- **PASSAGE TO READ**
Local, state and federal government agencies have moved into crisis mode, with hotlines and dire warnings about moving logs from the wrong place. Local homeowners worry about the future of their shady streets and neighborhood parks. But if the beetles aren’t successfully contained, the news will get much, much worse, according to some people who make their living from the Central Massachusetts forests.
“My opinion is this is potentially the most serious threat to New England forests that has happened probably in the last two centuries,” said Gregory Cox, executive director of the Belchertown-based Massachusetts Forest Land Owners Association, which represents about 800 owners of woodlands in the state.
How Far Can They Go?
At the heart of the uncertainty gripping the local forestry industry is the question of how far the beetles will spread. So far, they have been spotted mainly in Worcester, with one identified just over the West Boylston line, according to Suzanne Bond, a spokeswoman for the USDA’s Animal and Plant Health Inspection Service.
Officials have banned the transportation of forest products from a 33-mile quarantine area that includes northern Worcester and parts of Boylston, Holden, Shrewsbury and West Boylston. They are now inspecting trees in the area and will soon begin an extermination effort that will include cutting the doomed trees that already harbor the beetles and treating their neighbors with chemicals to prevent the bugs from spreading.

- **DATA**

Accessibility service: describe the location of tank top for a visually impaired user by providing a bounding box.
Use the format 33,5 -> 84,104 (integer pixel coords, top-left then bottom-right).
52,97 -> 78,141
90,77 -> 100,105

- **REQUIREMENTS**
#1 According to the beetle passage, about how many woodland owners does the Massachusetts Forest Land Owners Association represent?
#2 Return the part of the beetle passage between "At the heart" and "Health Inspection Service.", inclusive.

- **OUTPUTS IN ORDER**
#1 About 800

#2
At the heart of the uncertainty gripping the local forestry industry is the question of how far the beetles will spread. So far, they have been spotted mainly in Worcester, with one identified just over the West Boylston line, according to Suzanne Bond, a spokeswoman for the USDA’s Animal and Plant Health Inspection Service.